▸ What is being asked: Your answer must be a word-for-word copy of the data.

Dataset entries
--- START ---
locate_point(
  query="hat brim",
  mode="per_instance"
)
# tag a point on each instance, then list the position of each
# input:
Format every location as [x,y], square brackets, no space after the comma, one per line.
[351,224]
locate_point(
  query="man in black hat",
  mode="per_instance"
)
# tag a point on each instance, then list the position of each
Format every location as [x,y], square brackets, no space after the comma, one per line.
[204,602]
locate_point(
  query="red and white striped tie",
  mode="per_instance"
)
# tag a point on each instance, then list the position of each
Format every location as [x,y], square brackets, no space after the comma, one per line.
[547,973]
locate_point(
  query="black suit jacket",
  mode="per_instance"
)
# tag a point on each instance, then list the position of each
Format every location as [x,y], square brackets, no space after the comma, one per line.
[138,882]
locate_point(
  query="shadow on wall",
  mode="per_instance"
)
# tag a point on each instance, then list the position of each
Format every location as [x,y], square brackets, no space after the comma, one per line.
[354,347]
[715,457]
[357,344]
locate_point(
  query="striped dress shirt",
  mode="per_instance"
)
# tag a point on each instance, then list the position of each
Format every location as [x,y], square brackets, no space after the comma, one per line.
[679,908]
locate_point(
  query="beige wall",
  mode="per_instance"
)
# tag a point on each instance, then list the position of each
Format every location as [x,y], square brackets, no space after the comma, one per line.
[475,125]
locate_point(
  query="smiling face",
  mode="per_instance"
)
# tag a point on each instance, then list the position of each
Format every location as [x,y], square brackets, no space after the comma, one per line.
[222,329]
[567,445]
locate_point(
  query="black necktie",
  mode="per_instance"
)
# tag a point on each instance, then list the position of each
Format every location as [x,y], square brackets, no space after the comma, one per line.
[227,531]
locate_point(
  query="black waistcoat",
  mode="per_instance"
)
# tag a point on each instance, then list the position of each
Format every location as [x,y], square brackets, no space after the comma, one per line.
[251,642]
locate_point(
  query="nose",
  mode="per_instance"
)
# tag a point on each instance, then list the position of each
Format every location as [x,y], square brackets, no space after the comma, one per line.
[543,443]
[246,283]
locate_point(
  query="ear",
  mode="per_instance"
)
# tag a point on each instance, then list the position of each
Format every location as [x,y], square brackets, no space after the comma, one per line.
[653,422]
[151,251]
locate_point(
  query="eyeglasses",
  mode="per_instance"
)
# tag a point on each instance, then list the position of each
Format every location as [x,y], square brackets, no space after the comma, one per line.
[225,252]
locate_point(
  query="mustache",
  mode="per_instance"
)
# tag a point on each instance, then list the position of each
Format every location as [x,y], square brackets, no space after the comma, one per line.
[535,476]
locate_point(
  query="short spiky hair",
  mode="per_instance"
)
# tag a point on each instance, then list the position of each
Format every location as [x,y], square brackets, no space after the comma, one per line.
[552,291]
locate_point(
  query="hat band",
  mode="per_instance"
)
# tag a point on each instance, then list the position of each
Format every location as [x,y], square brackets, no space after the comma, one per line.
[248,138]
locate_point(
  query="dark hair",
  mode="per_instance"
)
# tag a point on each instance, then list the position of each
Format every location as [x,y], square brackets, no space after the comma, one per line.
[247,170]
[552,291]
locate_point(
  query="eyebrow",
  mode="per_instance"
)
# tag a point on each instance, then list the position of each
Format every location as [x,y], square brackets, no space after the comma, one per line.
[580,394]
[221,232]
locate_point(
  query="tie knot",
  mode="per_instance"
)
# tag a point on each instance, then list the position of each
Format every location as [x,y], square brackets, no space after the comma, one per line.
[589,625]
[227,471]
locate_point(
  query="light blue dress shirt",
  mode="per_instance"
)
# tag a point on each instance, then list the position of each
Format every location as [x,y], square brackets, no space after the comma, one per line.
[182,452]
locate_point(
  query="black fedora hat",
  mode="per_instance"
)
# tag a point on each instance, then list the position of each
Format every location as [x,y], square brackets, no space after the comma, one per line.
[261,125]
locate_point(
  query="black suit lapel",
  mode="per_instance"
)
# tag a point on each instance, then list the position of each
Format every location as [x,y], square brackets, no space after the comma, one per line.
--- END ---
▸ Answer section:
locate_point(
  query="hat brim",
  mode="per_instance"
)
# tag a point on each instance, then list the position of each
# input:
Format every location as [x,y], square brackets, no space after the comma, one per line.
[351,224]
locate_point(
  query="man in black hat",
  mode="per_instance"
)
# tag a point on each instance, then list the position of each
Format every location as [x,y], square brackets, no space after the comma, one per line.
[204,602]
locate_point(
  query="red and white striped tie",
  mode="per_instance"
)
# tag a point on each instance, then list the position of each
Format every location as [x,y], square brackets, no space after the comma, one per line.
[547,973]
locate_point(
  query="black suit jacket",
  mode="per_instance"
)
# tag a point on each instance, then list the position of each
Format every location as [x,y], square brackets, no space after the comma, one per line.
[138,882]
locate_point(
  query="shadow on wall",
  mode="per_instance"
)
# tag a point on each instance, then list the position of each
Format every location as [x,y], square brackets, no space after the comma, one per line.
[354,347]
[715,457]
[357,344]
locate_point(
  query="striped dress shirt",
  mode="per_instance"
)
# tag a point on each instance, then list the position of each
Format every location as [x,y], square brackets, no space after the comma, one per line.
[679,908]
locate_point(
  query="beige wall",
  mode="per_instance"
)
# tag a point on each instance, then list the position of each
Format every location as [x,y], square brackets, no space after the comma, one per line.
[475,125]
locate_point(
  query="smiling face",
  mode="per_instance"
)
# tag a point on each instance, then list the position of each
Format every location as [x,y], square brackets, no space after the comma, one per line.
[222,329]
[567,445]
locate_point(
  query="black necktie",
  mode="per_instance"
)
# tag a point on each instance, then list the position of each
Format every location as [x,y], square brackets, no space after the comma, one per line.
[227,531]
locate_point(
  query="black waistcoat",
  mode="per_instance"
)
# tag a point on each instance, then list the position of each
Format every location as [x,y], square brackets, no space after the comma, one per line.
[251,642]
locate_point(
  query="nose",
  mode="per_instance"
)
# tag a point on each instance, then list the position of each
Format every location as [x,y], square brackets, no space after the comma, one per line.
[543,443]
[246,283]
locate_point(
  query="ear",
  mode="per_instance"
)
# tag a point on each instance, then list the position of each
Format every location as [x,y], square brackets, no space after the comma, one per line.
[653,422]
[151,251]
locate_point(
  query="eyeglasses",
  mode="per_instance"
)
# tag a point on each instance, then list the position of each
Format every location as [x,y], square brackets, no space after the comma, one per line.
[225,252]
locate_point(
  query="mustache",
  mode="per_instance"
)
# tag a point on each instance, then list the position of each
Format every location as [x,y], square brackets, no space after the comma, one per line.
[535,476]
locate_point(
  query="short spiky hair",
  mode="per_instance"
)
# tag a point on each instance, then list the position of each
Format every location as [x,y], square brackets, no space after the comma, one per line.
[552,291]
locate_point(
  query="hat band",
  mode="per_instance"
)
# tag a point on each instance, then list the position of each
Format every location as [x,y], square brackets, no space after the comma, one per line.
[248,138]
locate_point(
  query="dark hair",
  mode="per_instance"
)
# tag a point on each instance, then list the position of each
Format every location as [x,y], square brackets, no space after the comma, one per line.
[247,170]
[552,291]
locate_point(
  query="eyebrow",
  mode="per_instance"
)
# tag a point on each instance, then list the position of each
Format every location as [x,y], square brackets, no space after the comma, one per line.
[580,394]
[221,232]
locate_point(
  query="tie knot",
  mode="per_instance"
)
# tag a point on each instance, then list the position of each
Format every location as [x,y], square brackets, no space after the comma, one per line.
[589,625]
[227,471]
locate_point(
  query="light blue dress shirt",
  mode="per_instance"
)
# tag a point on each instance, then list the position of each
Format every location as [x,y], square brackets, no space after the comma, one per line.
[182,452]
locate_point(
  query="black fedora hat",
  mode="per_instance"
)
# tag a point on each instance, then list the position of each
Format every location as [x,y], square brackets, no space after the comma, one per line.
[261,125]
locate_point(
  query="black suit lapel",
  mode="per_instance"
)
# tag a point on each instance, then list the position of each
Format every location as [x,y], square brackets, no space after the comma, one per line.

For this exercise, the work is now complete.